Activity list:
[1] Answer these from the text on the Bertrand family:
(a) In what year did the family become burghers in Geneva?
(b) What was Vallentin's patrilineal family name originally?
(c) Whom did Henriette Bertrand marry?
[2] Extend the text on the Bertrand family, picking up after its final sentence.
Start of Supplied text
The Bertrand family has its origins in France, however following the revocation of the Edict of Nantes, emigrated to Geneva, Switzerland, becoming burghers in 1704 and began acquiring estates in Dominica in the late 18th century. Vallentin's patrilineal family name was originally d'Anglebermes (later spelt D’Angleberne & Dangleben) but when her great-grandfather, a French officer from Martinique, married her great-grandmother he assumed her family name (Bertrand) by royal license. Therefore becoming the heir to her family's estates in Dominica, later inherited by their grandson (Elinor's father), but were subsequently sold under the encumbered estates act as they had been heavily damaged by a hurricane.

=== Relations ===
Vallentin's father William Wickham Bertrand was the cousin of William Wickham who was the son of Henry Lewis Wickham and grandson of Eleanor (née Bertrand) and William Wickham. Eleanor's aunt Henriette Bertrand married Isaac Louis de Thellusson, son of Isaac de Thellusson.
End of Supplied text
Start of Source information
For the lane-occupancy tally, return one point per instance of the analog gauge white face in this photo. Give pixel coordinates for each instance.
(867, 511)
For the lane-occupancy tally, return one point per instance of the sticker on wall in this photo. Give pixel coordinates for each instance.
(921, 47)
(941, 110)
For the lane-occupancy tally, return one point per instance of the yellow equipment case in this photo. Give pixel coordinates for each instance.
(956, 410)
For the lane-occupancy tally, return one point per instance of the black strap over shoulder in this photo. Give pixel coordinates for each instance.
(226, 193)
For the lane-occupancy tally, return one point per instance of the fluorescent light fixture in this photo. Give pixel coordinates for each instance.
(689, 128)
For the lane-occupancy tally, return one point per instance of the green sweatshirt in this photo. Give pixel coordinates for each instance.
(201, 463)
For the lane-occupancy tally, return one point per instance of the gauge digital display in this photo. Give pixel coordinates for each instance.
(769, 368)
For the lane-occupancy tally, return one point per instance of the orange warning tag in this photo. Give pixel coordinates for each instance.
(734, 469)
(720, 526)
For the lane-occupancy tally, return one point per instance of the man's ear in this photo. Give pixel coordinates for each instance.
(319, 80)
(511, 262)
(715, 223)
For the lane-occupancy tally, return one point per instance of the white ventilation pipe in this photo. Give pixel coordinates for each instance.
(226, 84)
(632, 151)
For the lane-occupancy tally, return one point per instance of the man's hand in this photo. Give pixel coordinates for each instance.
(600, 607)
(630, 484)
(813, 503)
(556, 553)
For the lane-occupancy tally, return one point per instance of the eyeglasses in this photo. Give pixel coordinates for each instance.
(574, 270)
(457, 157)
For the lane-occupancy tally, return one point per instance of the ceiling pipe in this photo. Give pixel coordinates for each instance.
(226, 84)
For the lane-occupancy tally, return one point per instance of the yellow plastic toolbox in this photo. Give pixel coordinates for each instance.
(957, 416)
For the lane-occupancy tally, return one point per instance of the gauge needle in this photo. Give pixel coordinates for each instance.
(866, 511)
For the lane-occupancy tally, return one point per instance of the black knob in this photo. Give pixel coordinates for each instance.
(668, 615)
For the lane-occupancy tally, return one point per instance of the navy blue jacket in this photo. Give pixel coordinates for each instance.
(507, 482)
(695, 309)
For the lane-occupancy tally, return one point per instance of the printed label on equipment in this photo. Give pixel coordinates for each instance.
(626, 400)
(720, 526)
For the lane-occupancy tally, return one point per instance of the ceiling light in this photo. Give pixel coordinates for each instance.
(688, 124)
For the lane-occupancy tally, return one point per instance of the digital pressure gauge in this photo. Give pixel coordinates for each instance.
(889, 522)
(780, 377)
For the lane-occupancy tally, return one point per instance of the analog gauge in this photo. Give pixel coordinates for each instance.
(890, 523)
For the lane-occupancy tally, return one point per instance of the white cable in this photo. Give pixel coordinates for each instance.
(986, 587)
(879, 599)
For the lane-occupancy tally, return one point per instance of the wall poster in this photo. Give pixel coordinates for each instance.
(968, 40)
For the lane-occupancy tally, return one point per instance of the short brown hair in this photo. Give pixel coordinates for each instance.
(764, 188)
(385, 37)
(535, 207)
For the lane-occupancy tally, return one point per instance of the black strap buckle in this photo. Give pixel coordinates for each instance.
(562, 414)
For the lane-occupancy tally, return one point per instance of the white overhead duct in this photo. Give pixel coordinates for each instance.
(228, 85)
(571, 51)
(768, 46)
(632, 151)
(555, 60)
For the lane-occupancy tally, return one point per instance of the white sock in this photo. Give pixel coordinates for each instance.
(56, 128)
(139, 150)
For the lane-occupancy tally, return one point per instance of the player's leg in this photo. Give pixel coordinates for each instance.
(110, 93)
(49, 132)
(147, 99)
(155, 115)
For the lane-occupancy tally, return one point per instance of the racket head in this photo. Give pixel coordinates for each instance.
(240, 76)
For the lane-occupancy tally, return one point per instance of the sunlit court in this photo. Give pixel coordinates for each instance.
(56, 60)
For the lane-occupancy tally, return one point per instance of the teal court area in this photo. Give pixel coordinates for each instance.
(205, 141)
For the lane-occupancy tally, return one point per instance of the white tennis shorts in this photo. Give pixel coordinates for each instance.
End of Source information
Answers by item:
[1]
(a) 1704
(b) d'Anglebermes
(c) Isaac Louis de Thellusson, son of Isaac de Thellusson

[2]
Vallentin's sister Nora Bertrand married Admiral Bertram Chambers.

=== Marriage ===
In 1894 Elinor married Australian Falkland Islands Company manager Robert Nichol at Roy Cove. Nichol later became ill, and died in London in 1896.

In 1904 she married fellow botanist Rupert Eugene White Vallentin, son of Sir James Vallentin (1814–1870), Knight Sheriff of London, Distiller and grandfather of John Vallentin and Archibald Thomas Pechey. Together they had one child, a son named Thomas (b. 1913).